## Requisitos do problema
Extraia e reproduza, sem nenhuma alteração, as linhas que vão da linha que contém "Report the position of each instance of the potted" até a linha que contém "[[13, 254], [74, 264]]", incluídas ambas.

------ Linhas fornecidas ------

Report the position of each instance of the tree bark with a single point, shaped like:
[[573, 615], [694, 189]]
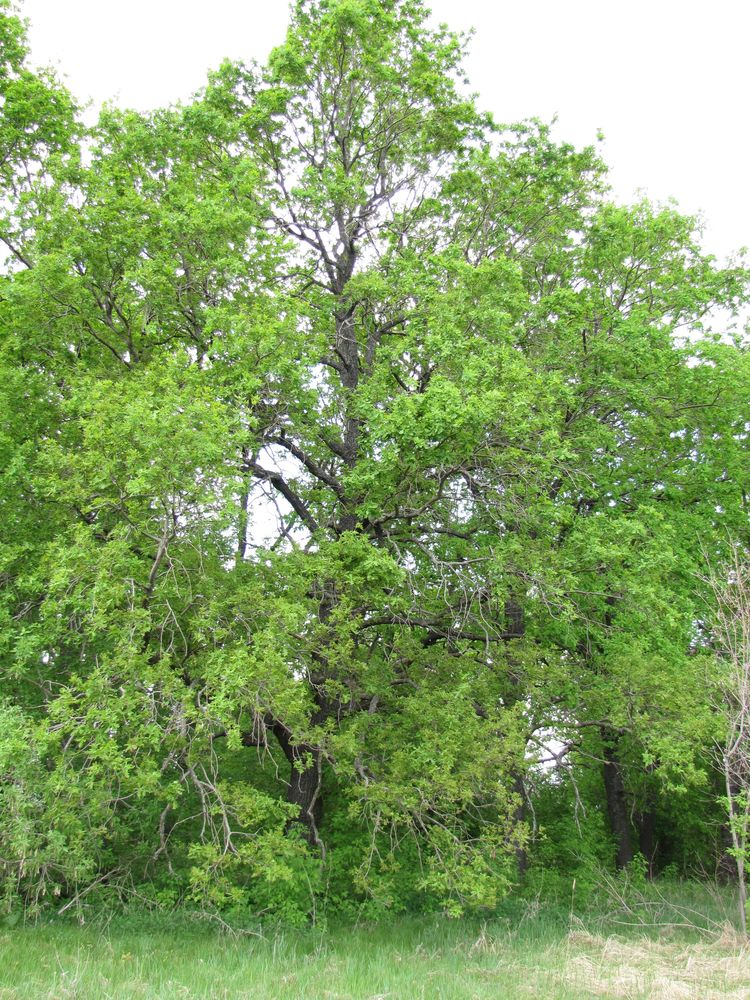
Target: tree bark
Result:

------
------ Linhas fornecidas ------

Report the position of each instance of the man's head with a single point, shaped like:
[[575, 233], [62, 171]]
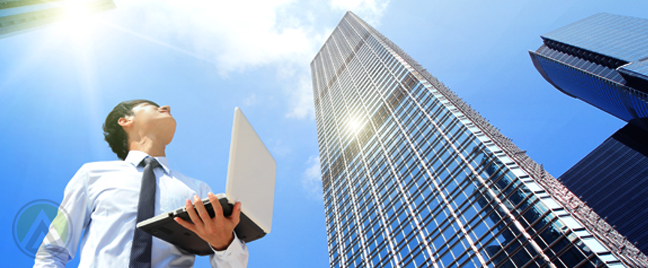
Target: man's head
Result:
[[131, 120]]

------
------ Linhas fornecidas ------

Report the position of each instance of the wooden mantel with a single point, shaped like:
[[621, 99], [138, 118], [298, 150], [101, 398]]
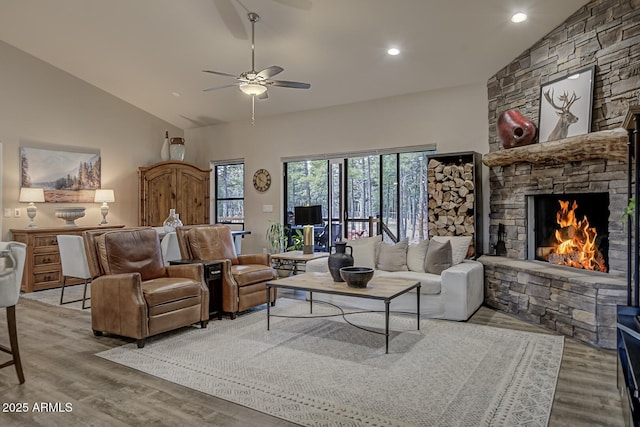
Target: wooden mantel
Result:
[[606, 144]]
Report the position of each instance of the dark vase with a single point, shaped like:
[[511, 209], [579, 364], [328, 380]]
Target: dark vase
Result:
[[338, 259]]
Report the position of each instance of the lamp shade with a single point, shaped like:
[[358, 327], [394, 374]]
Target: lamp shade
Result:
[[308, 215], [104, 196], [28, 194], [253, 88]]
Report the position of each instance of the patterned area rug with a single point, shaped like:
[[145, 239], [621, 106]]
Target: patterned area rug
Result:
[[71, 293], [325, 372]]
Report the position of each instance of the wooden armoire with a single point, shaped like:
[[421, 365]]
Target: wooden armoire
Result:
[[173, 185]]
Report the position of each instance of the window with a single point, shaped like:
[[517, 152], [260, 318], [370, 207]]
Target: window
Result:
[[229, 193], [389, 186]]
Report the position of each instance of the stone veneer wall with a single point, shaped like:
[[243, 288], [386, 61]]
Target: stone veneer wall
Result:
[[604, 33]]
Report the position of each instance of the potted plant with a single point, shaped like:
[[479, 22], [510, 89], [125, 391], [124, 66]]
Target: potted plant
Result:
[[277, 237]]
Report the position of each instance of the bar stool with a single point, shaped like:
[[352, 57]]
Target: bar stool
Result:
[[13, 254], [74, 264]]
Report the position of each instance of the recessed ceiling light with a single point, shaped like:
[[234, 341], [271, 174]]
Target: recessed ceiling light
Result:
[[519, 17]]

------

## Solução redigida
Report the position of each instance of the potted plant with a single point, shaped like:
[[479, 22], [510, 89], [125, 391], [124, 66]]
Target: potted plant
Result:
[[277, 237]]
Report the position of each instance of the bar stool with a single point, shaped like:
[[352, 57]]
Target: bar stool
Result:
[[13, 254], [74, 264]]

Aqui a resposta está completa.